- _TO DO_
Add -113 to every vertex coordinate in the answer outlines, then write out all the records below in full, requests included.

- _DATA_
· · · ·

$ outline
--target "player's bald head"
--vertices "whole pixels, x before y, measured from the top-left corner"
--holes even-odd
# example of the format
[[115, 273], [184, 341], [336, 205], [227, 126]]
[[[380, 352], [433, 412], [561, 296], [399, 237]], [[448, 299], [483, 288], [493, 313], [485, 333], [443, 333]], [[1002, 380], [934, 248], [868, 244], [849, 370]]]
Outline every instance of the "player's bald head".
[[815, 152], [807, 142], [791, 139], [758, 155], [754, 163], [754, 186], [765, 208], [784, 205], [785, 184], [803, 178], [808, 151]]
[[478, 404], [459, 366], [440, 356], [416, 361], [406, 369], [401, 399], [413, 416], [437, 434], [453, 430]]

· · · ·

- _RESULT FOR THIS EXERCISE_
$ outline
--target "player's bald head"
--vertices "whole pixels, x before y, measured from the top-left corner"
--holes even-odd
# example of the format
[[115, 273], [184, 341], [336, 205], [227, 126]]
[[[380, 352], [433, 412], [561, 296], [399, 237]], [[448, 299], [483, 288], [493, 313], [485, 333], [443, 333]], [[1002, 380], [934, 248], [868, 244], [849, 370]]]
Outline every instance of the "player's bald head".
[[702, 39], [694, 29], [678, 26], [645, 42], [641, 50], [641, 73], [652, 95], [671, 92], [672, 71], [690, 65], [695, 38]]
[[365, 291], [346, 253], [327, 243], [303, 248], [293, 256], [288, 286], [300, 303], [324, 321], [340, 317]]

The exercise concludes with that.